- WHAT THIS TASK INVOLVES:
Give every entry again, word for word and in full.
-------- PROVIDED DATA --------
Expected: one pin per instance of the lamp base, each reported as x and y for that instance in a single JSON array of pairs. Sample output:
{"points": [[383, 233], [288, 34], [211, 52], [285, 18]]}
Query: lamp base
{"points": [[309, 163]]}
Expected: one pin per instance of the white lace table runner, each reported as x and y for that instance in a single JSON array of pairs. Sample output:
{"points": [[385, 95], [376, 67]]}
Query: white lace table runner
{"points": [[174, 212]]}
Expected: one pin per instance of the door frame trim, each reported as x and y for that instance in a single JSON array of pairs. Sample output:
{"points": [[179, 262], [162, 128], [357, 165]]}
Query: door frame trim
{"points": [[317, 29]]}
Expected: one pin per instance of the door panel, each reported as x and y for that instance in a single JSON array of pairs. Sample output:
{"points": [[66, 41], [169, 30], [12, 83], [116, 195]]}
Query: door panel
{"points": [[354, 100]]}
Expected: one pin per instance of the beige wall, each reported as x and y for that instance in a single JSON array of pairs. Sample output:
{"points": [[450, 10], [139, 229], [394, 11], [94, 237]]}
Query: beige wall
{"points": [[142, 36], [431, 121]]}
--------
- WRITTEN RESPONSE:
Expected: one pin per instance of the lamp base, each reported as x and y for that instance in a single JSON array of pairs. Sample output:
{"points": [[383, 233], [288, 34], [211, 52], [285, 18]]}
Query: lamp base
{"points": [[309, 163]]}
Expected: one pin per instance of the white lace table runner, each reported as x and y for that instance in a single JSON array of pairs. Sample output:
{"points": [[385, 95], [376, 67]]}
Query: white lace table runner
{"points": [[174, 212]]}
Expected: one pin per instance of the door frame trim, each reported as x and y for that instance in a single JSON array of pairs. Sample output:
{"points": [[179, 262], [162, 128], [357, 165]]}
Query: door frame trim
{"points": [[317, 29]]}
Expected: one pin per instance of the door panel, each reported as x and y for that instance in a single JSON array of pairs. Sample output:
{"points": [[66, 41], [169, 30], [12, 83], [116, 195]]}
Query: door panel
{"points": [[354, 100]]}
Expected: one pin per instance of the beige wall, each reported as x and y for that instance in a single JSON array of pairs. Sample output:
{"points": [[450, 10], [139, 229], [394, 11], [94, 237]]}
Query: beige wall
{"points": [[142, 36], [431, 121]]}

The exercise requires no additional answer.